Excerpts from a pointing dataset
┌──

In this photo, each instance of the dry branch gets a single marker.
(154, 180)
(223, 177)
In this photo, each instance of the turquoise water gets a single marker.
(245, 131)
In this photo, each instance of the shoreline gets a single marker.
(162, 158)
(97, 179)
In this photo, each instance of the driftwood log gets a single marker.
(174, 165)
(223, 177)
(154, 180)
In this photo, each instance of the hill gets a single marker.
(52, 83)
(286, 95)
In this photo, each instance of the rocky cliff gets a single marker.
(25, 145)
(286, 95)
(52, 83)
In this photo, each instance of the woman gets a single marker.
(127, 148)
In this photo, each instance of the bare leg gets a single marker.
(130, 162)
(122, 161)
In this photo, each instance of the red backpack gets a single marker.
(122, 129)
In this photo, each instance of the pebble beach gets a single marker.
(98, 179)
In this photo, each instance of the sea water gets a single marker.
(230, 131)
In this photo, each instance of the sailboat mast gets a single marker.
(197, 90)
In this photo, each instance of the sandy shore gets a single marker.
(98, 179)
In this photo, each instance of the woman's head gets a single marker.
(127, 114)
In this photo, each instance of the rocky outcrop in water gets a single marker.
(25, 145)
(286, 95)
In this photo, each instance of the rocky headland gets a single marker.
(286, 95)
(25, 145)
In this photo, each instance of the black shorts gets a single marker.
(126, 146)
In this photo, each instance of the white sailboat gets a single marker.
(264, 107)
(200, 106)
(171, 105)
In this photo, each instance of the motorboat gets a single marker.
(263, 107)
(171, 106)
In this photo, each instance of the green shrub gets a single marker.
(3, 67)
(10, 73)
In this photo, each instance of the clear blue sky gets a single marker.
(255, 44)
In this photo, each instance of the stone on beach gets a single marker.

└──

• [Your task]: Can you reproduce every row above word for word, with nothing changed?

• [Response to the exercise]:
In this photo, each instance of the dry branch gets a single marker.
(154, 180)
(223, 177)
In this photo, each instance of the turquoise water gets a single marker.
(245, 131)
In this photo, each instance of the shoreline gets a single marker.
(162, 158)
(97, 179)
In this photo, each instance of the driftwood log gets a single marker.
(174, 165)
(223, 177)
(154, 180)
In this photo, each instance of the hill gets a single marker.
(52, 83)
(286, 95)
In this photo, each instance of the rocky cliff gets a single marker.
(25, 145)
(286, 95)
(52, 83)
In this photo, each instance of the woman gets a single marker.
(127, 148)
In this photo, each instance of the bare leg gets a single marker.
(130, 162)
(122, 161)
In this photo, each instance of the red backpack gets a single marker.
(122, 129)
In this photo, each instance of the pebble beach gets a single marker.
(98, 179)
In this photo, each instance of the sea water gets a single marker.
(230, 131)
In this photo, each instance of the sailboat mast gets a single marker.
(197, 90)
In this photo, each instance of the sandy shore gets a single marker.
(98, 179)
In this photo, each instance of the woman's head gets a single marker.
(127, 114)
In this photo, each instance of the rocky outcrop in water gets a single marker.
(25, 145)
(286, 95)
In this photo, each instance of the rocky headland gets a single marker.
(286, 95)
(25, 145)
In this photo, each instance of the black shorts gets a single marker.
(126, 146)
In this photo, each instance of the white sailboat gets a single marker.
(264, 107)
(200, 106)
(171, 105)
In this photo, each instance of the motorboat gets a single marker.
(263, 107)
(171, 106)
In this photo, each instance of the green shrub gets a single marker.
(3, 67)
(10, 73)
In this photo, each instance of the clear blue sky gets a single marker.
(255, 44)
In this photo, each instance of the stone on beach gets a single marker.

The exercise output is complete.